Saved entries:
▼

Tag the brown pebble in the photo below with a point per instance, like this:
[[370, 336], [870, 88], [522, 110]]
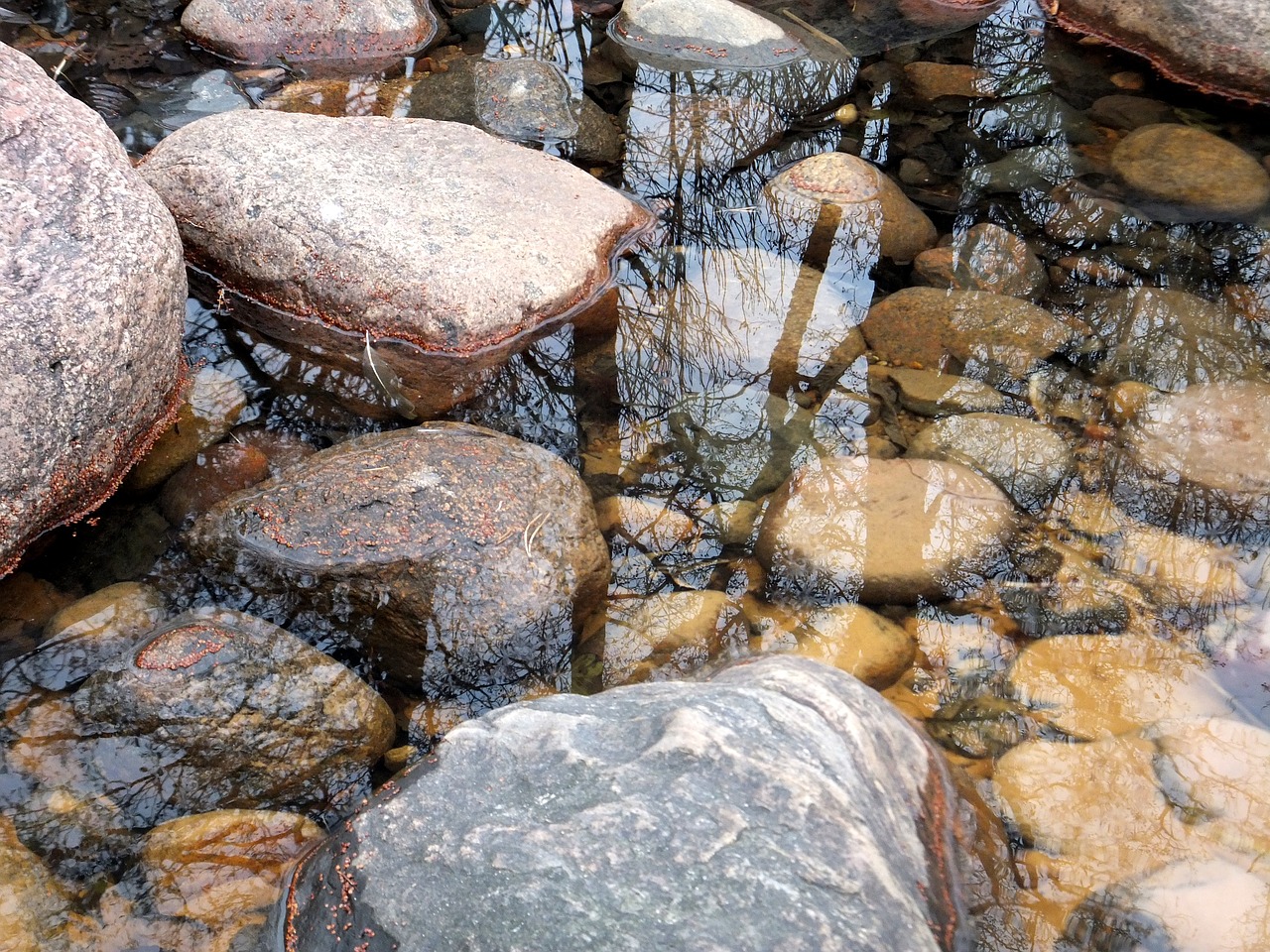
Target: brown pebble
[[1128, 80], [211, 476]]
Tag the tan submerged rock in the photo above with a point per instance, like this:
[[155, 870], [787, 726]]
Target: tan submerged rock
[[883, 531]]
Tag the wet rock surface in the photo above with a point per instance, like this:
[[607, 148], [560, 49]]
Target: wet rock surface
[[197, 685], [1026, 458], [570, 847], [1192, 169], [399, 220], [862, 191], [213, 710], [221, 866], [320, 35], [35, 907], [1216, 45], [1171, 339], [702, 32], [987, 258], [472, 556], [1194, 904], [1197, 461], [93, 282], [883, 531], [979, 335]]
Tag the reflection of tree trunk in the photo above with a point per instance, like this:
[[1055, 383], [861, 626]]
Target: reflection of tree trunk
[[816, 257]]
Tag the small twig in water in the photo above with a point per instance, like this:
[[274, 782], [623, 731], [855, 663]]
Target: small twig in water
[[531, 531]]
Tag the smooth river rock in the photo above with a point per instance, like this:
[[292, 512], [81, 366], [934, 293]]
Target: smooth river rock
[[980, 335], [1220, 46], [883, 531], [1025, 457], [1171, 339], [778, 805], [1198, 462], [213, 710], [435, 245], [461, 558], [240, 714], [1192, 905], [984, 258], [1192, 171], [862, 193], [691, 33], [91, 308], [324, 35]]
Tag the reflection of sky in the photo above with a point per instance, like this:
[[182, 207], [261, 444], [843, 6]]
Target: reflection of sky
[[720, 329]]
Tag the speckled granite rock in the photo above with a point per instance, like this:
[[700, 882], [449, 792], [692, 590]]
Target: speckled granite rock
[[656, 816], [91, 308], [325, 35], [448, 248]]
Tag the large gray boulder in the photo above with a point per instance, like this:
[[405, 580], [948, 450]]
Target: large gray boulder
[[779, 805], [1220, 46], [91, 308], [444, 248]]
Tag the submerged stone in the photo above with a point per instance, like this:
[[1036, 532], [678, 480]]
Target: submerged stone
[[876, 207], [1219, 767], [1198, 462], [1192, 905], [525, 100], [1025, 457], [1171, 339], [35, 906], [445, 246], [1093, 685], [209, 409], [881, 531], [324, 35], [975, 334], [238, 712], [985, 258], [1096, 803], [1192, 171], [867, 27], [656, 816], [716, 33], [857, 642], [461, 560], [667, 635], [934, 394], [221, 866], [91, 308]]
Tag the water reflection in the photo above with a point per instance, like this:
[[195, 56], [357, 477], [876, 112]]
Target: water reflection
[[738, 362]]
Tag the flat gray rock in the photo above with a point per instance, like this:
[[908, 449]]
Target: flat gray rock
[[778, 805], [445, 245], [1220, 46], [467, 558], [91, 308]]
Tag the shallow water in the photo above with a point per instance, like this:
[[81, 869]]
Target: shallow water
[[733, 366]]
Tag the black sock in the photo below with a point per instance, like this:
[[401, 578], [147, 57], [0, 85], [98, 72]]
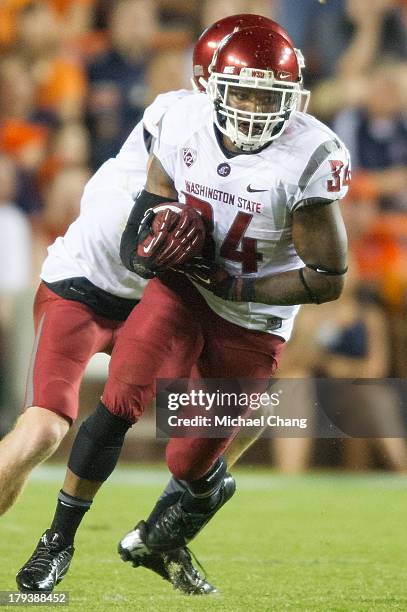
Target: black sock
[[171, 494], [68, 515], [201, 496]]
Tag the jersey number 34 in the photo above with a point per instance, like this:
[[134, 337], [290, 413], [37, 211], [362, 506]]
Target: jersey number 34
[[247, 254]]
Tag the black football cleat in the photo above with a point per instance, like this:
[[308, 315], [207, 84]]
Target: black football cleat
[[174, 566], [47, 566], [175, 527]]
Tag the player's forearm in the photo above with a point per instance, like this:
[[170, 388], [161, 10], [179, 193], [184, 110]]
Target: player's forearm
[[287, 288]]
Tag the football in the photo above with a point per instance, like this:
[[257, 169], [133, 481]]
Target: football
[[177, 233]]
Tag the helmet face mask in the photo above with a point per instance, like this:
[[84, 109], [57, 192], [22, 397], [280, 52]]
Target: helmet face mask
[[252, 105]]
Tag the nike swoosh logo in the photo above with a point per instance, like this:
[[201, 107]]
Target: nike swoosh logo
[[251, 190], [200, 279]]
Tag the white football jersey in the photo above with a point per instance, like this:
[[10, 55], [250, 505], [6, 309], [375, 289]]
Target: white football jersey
[[249, 198], [91, 245]]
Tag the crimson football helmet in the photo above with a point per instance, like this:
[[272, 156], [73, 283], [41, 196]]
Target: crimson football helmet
[[210, 39], [263, 62]]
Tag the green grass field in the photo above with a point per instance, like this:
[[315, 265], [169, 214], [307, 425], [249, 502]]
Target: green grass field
[[318, 542]]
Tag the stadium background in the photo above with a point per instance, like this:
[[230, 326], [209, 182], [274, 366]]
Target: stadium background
[[75, 76]]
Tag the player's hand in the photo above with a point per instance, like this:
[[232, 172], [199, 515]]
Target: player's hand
[[168, 236], [217, 279]]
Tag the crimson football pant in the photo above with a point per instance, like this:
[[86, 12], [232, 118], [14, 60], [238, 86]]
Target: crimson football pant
[[171, 333], [67, 335]]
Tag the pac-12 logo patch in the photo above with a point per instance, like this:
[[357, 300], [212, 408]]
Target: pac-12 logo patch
[[223, 169], [189, 156]]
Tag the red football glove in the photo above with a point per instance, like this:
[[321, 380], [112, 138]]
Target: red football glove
[[216, 279], [169, 235]]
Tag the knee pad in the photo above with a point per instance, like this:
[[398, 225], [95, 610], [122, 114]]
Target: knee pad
[[98, 444]]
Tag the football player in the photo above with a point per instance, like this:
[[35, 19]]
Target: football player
[[86, 295], [267, 180]]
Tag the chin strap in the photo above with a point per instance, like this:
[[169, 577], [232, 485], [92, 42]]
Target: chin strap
[[327, 271]]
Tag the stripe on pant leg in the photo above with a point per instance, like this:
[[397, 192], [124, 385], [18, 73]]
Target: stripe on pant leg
[[29, 393]]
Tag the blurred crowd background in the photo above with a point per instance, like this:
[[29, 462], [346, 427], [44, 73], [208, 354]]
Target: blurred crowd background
[[75, 76]]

▲

**WORK TO BE COMPLETED:**
Scan the data above, find each line with "below", and copy it.

**RESPONSE FOR THIS EXERCISE:**
Tag the brown pebble in the photo below with a point per instance, like this:
Tag the black sock in the photo below with a point per instance, like this:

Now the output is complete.